What is being asked — Find the line that contains "of the teal". Then set down that line and all the lines after it, to the end of the records, exactly and with nothing added.

::::::::::

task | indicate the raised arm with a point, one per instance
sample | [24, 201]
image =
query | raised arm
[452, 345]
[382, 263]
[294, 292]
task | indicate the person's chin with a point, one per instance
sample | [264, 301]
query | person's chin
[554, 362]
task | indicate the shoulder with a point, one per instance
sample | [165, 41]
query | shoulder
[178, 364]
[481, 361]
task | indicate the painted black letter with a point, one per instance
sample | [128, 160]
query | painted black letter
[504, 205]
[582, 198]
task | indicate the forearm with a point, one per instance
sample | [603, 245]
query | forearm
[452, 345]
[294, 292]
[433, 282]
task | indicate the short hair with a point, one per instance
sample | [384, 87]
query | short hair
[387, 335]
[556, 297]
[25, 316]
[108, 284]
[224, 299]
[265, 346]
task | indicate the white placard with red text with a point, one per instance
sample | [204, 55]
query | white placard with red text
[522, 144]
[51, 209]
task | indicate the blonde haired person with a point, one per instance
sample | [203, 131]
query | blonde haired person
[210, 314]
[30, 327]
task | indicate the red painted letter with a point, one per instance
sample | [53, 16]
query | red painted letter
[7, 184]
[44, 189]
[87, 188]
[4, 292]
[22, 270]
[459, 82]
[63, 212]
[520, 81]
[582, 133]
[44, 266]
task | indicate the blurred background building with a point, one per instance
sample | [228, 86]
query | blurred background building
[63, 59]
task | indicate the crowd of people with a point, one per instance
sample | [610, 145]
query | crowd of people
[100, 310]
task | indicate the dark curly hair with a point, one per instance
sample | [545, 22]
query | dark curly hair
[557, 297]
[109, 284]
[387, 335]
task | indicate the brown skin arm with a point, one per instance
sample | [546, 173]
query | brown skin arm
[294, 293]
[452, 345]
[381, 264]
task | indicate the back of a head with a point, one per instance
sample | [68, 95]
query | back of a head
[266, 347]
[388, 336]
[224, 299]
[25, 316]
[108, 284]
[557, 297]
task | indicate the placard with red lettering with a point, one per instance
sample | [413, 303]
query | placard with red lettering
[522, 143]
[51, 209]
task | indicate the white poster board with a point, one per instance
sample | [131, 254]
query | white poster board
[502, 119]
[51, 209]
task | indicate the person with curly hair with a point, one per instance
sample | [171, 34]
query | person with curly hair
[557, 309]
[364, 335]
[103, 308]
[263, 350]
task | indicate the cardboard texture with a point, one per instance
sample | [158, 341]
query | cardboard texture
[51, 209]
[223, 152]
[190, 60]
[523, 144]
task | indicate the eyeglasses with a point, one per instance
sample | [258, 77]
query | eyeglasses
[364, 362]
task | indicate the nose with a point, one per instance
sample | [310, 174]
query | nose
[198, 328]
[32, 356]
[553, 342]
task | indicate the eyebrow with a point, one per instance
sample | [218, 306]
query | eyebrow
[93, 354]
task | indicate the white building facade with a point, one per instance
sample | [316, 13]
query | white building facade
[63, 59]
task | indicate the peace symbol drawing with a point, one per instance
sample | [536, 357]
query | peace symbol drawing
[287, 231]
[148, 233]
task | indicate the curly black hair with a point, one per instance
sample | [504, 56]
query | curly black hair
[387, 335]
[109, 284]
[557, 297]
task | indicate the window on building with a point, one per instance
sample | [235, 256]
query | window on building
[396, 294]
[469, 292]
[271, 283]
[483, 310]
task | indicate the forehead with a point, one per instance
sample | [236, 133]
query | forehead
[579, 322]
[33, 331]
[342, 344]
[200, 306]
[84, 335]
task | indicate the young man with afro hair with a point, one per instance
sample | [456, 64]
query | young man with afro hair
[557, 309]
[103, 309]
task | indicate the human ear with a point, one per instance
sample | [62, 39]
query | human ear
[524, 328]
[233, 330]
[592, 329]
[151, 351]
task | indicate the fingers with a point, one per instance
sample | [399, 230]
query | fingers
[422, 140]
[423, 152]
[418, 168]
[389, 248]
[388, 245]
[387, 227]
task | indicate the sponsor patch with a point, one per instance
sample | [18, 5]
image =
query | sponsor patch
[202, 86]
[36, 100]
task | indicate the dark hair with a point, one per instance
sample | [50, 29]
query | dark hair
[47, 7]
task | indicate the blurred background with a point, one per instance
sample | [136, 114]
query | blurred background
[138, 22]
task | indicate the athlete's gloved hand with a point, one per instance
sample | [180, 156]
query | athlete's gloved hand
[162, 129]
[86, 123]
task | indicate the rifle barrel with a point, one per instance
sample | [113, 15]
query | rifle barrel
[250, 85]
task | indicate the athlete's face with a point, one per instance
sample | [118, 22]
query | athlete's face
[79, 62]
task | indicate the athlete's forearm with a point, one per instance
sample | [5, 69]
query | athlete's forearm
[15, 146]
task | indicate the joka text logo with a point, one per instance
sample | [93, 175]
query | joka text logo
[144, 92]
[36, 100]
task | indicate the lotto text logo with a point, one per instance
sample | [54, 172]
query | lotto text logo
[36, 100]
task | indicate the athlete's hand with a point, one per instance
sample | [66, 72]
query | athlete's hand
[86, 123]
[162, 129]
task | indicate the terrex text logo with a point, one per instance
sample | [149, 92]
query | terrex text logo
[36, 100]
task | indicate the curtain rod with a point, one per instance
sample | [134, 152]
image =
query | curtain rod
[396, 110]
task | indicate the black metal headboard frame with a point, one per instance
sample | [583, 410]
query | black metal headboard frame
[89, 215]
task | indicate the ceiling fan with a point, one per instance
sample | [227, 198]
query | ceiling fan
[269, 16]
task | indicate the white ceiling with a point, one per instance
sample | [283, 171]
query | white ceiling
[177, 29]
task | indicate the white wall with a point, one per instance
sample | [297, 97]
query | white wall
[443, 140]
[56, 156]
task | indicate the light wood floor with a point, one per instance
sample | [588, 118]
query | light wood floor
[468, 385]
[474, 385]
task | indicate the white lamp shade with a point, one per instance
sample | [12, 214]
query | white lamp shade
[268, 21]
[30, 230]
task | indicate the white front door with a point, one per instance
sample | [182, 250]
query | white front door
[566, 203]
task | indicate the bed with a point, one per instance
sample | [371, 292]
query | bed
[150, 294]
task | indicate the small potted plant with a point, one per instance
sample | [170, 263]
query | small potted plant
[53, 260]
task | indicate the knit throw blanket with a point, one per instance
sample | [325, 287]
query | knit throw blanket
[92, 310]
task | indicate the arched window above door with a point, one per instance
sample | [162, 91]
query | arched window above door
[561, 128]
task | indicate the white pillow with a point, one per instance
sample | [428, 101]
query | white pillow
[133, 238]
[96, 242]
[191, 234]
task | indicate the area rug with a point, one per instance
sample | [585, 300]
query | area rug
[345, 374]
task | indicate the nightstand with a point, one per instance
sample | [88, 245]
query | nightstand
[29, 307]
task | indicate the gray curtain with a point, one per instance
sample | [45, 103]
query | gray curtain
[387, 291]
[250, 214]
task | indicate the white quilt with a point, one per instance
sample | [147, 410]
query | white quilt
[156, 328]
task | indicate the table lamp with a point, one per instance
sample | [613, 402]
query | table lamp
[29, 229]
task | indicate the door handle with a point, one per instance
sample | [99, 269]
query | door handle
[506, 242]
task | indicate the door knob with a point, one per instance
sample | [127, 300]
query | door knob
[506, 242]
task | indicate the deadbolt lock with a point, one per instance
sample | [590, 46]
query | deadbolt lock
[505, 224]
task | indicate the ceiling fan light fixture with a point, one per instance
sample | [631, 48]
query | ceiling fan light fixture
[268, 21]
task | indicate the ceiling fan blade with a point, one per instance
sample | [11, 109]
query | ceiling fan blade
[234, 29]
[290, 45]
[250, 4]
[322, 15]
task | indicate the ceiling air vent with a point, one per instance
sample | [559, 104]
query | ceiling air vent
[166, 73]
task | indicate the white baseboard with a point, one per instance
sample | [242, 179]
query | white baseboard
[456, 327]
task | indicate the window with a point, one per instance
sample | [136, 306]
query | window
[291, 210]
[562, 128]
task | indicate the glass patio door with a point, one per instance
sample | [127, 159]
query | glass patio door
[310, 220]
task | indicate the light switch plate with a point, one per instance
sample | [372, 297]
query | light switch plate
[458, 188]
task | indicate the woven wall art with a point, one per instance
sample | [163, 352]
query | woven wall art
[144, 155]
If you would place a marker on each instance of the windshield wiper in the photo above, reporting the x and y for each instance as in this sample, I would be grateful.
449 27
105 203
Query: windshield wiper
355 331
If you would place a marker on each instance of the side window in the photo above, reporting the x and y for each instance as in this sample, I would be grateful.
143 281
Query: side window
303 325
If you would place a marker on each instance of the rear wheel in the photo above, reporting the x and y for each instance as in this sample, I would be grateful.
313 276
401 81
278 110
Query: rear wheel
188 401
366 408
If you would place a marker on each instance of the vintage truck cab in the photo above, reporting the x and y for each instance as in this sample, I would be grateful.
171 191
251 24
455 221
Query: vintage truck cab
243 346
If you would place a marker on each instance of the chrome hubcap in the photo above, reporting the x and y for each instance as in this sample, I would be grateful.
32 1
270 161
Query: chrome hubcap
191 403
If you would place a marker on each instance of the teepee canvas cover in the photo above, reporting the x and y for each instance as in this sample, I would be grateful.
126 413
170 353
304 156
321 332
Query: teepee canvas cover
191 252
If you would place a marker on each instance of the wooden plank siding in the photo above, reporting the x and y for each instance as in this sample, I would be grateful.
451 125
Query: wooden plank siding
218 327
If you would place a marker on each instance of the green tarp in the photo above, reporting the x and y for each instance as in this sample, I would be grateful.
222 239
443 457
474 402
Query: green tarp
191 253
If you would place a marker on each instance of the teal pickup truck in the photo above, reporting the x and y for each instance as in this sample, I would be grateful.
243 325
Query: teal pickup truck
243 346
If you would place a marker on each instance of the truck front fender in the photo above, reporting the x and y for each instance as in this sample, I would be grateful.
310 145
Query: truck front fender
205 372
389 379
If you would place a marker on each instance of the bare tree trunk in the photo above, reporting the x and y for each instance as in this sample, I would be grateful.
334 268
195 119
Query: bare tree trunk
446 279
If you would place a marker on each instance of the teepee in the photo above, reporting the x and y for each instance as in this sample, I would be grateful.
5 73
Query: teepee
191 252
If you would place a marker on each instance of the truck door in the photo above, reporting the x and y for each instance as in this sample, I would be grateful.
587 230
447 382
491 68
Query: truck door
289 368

::::::::::

The completed task —
If you would place a marker on each instance of the teal pickup truck in the photo above, reporting the x and y for each instance as in this sample, I would be grateful.
243 325
Query: teal pickup truck
243 346
If you would place a marker on each instance of the truck front fender in the photo above, reporting the x and y for each instance as in this sample, I would be grateful.
310 145
Query: truck front fender
205 372
389 379
If you would place a marker on each instance of the bare tree trunk in the photo above, reporting the x and y for each instance as in this sample, I would be grateful.
334 268
195 119
Query: bare tree trunk
446 279
If you would place a marker on each instance of the teepee in the photo above, reporting the x and y for each instance as in this sample, I would be grateful.
5 73
Query: teepee
191 252
If you would place a marker on each instance of the truck door in the photo above, reporting the x and y for each instance as in this sample, I would be grateful.
587 230
447 382
491 68
Query: truck door
289 368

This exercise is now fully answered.